Reproduce, word for word, the stretch of the rainbow cake text below from "Put a smear" through "time to use it.".

SELECTED EXCERPT —
%%
Put a smear of the frosting on whatever surface you are going to place to cake.  I always use a cake board under a cake, that way it can be moved about without too much trouble.  They can be purchased from cake decorating stores and Spotlight and are usually around $2 for an eight-inch board.  Take your first cake out of the fridge and place it on the board.  Put a thin layer of frosting on the cake, working from the inside out.  If you have an offset spatula, now would be the time to use it.  

They are relatively cheap, come in a range of sizes and are my most often used cake tools.  Get a few if you are a frequent baker - you won't be sorry.

Keep adding the cakes until you have a tower of rainbow cake!  

The rainbow tower under construction
Once you have built you tower you need to crumb coat in.  Crumb coating is a process whereby you cover a cake with a light layer of frosting to seal it before putting all of your frosting on.  You do this to prevent the crumbs from coming off into your frosting, ruining the look of your super white cake.  If you do this, along with cooling the cake, then you can't fail!
%%
SOURCE DATA —
%%
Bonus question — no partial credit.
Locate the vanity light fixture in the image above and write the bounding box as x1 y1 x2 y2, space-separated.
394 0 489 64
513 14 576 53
%%
ANSWER TO THIS PROBLEM —
Put a smear of the frosting on whatever surface you are going to place to cake.  I always use a cake board under a cake, that way it can be moved about without too much trouble.  They can be purchased from cake decorating stores and Spotlight and are usually around $2 for an eight-inch board.  Take your first cake out of the fridge and place it on the board.  Put a thin layer of frosting on the cake, working from the inside out.  If you have an offset spatula, now would be the time to use it.